■ **What the task asks**: Exactly the lines from the one with "Exercise. Mark the man wearing" to the end of the entries should appear in your answer, retyped word for word.

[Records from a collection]

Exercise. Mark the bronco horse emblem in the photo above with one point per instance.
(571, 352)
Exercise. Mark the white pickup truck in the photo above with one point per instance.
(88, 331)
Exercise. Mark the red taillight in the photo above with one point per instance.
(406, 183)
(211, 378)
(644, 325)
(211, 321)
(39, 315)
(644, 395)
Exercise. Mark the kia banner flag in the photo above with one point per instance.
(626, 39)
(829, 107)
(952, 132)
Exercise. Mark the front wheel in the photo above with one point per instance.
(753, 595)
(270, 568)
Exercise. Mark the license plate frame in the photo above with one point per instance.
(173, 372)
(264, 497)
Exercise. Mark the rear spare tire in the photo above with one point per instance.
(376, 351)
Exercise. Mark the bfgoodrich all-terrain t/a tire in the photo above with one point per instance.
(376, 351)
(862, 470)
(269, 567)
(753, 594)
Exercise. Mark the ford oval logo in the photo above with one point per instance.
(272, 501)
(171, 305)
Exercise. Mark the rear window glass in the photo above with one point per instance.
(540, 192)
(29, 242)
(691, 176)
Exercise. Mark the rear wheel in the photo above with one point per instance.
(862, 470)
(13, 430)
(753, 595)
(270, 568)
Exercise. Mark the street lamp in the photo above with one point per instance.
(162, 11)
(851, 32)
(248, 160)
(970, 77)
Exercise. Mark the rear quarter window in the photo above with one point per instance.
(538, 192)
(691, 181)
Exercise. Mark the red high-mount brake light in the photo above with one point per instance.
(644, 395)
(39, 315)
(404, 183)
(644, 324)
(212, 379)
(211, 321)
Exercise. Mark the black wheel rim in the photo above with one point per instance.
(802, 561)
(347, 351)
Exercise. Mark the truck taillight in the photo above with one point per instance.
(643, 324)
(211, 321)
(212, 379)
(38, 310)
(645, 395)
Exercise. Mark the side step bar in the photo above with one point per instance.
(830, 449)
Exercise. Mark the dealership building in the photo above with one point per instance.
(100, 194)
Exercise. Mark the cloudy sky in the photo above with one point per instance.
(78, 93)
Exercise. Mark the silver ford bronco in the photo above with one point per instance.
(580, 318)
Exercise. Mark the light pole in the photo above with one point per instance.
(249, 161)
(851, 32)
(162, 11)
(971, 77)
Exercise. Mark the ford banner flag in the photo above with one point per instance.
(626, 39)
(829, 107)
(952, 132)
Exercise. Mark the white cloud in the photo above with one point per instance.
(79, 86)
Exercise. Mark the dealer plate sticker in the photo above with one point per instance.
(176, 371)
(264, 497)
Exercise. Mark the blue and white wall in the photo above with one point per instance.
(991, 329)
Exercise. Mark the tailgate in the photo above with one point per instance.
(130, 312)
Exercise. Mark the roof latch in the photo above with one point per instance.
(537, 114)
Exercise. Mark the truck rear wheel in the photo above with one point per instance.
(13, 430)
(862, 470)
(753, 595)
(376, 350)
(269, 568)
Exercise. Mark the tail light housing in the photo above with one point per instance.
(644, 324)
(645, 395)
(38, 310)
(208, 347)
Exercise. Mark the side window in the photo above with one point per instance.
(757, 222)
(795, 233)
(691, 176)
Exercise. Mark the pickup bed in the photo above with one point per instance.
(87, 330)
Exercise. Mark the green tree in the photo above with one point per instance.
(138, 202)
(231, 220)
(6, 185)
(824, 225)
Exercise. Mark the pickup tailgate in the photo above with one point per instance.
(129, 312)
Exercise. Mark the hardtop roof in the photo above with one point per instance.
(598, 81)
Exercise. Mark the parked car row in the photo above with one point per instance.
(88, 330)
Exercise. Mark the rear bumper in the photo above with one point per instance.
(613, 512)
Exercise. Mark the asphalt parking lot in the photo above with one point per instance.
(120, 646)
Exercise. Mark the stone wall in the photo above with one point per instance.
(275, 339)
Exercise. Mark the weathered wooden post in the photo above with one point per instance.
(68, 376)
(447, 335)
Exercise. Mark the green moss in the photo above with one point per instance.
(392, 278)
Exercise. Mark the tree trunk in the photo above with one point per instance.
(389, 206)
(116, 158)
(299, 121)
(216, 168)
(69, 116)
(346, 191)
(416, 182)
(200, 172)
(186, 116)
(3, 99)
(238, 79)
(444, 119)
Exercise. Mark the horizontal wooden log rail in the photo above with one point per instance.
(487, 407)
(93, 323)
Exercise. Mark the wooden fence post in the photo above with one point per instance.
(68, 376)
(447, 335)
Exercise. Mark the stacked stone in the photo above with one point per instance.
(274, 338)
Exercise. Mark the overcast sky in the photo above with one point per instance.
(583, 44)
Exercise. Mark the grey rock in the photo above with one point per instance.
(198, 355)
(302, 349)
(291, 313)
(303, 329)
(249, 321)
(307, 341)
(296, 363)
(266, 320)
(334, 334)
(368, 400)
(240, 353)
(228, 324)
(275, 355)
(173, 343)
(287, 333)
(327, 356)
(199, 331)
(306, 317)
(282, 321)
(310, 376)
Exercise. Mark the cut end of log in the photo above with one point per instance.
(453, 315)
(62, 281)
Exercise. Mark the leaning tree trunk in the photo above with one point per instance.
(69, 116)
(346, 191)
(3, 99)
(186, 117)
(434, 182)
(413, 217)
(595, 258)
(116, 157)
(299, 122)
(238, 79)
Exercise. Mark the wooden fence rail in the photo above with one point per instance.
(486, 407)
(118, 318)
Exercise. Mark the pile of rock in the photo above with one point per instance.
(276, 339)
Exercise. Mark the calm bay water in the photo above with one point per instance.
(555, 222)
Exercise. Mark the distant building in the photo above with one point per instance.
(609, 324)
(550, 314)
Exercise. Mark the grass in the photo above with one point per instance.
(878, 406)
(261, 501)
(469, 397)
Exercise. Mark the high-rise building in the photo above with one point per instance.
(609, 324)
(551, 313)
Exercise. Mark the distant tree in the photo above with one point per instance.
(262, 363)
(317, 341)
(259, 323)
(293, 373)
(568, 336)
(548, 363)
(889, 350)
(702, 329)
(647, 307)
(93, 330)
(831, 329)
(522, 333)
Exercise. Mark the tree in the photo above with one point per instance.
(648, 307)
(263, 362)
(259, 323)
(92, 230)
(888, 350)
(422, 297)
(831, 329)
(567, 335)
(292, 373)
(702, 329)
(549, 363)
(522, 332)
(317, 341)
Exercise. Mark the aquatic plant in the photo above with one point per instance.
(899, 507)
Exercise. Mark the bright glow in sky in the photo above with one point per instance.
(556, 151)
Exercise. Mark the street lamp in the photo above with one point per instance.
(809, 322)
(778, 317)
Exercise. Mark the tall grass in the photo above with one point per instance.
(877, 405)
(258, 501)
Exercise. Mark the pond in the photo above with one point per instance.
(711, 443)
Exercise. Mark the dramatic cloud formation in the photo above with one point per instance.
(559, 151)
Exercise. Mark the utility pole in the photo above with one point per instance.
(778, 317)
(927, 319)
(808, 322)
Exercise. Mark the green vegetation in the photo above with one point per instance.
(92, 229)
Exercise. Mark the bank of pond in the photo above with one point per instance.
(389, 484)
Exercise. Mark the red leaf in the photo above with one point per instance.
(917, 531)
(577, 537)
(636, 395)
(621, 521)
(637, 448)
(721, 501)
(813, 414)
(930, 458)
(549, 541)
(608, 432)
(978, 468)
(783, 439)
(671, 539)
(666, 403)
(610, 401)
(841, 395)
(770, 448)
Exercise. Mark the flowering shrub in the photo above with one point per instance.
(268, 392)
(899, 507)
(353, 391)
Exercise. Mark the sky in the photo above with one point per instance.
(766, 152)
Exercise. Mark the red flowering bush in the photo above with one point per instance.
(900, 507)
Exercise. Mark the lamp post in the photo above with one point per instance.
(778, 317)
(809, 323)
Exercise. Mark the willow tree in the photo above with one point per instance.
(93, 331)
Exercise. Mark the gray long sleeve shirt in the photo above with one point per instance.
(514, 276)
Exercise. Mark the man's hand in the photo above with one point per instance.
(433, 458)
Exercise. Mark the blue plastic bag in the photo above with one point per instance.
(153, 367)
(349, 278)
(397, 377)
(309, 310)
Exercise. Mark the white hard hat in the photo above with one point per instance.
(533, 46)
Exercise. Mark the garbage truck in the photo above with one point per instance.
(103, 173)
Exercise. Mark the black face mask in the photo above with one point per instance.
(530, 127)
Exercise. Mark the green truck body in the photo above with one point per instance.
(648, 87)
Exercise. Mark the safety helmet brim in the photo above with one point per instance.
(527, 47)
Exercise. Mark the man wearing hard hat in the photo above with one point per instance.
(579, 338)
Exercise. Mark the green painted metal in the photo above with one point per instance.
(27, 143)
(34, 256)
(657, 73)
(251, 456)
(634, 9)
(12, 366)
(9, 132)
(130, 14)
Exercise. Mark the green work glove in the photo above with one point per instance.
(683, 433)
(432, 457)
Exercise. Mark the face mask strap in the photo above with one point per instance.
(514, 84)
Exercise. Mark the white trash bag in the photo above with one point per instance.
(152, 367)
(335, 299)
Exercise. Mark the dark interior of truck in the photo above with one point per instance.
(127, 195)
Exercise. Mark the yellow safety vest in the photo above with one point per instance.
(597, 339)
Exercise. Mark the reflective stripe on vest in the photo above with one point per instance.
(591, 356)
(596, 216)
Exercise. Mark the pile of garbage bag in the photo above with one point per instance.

■ **Output of the exercise**:
Exercise. Mark the man wearing hard hat in the photo above with one point per instance.
(579, 338)
Exercise. Mark the green painted metal in the photo above with one point per instance.
(27, 143)
(34, 256)
(657, 73)
(251, 456)
(634, 9)
(12, 366)
(9, 132)
(130, 14)
Exercise. Mark the green work glove in the photo above with one point per instance.
(683, 433)
(432, 457)
Exercise. Mark the face mask strap in the photo above with one point per instance.
(514, 84)
Exercise. Mark the white trash bag in the photo above with one point per instance.
(152, 367)
(335, 299)
Exercise. Mark the dark interior of truck in the photo above with one point per instance.
(127, 195)
Exercise. Mark the yellow safety vest in the photo above with one point per instance.
(597, 339)
Exercise. Mark the reflective stripe on vest in the photo above with one point per instance.
(591, 356)
(596, 216)
Exercise. Mark the pile of garbage bag in the photo above with one point per instance.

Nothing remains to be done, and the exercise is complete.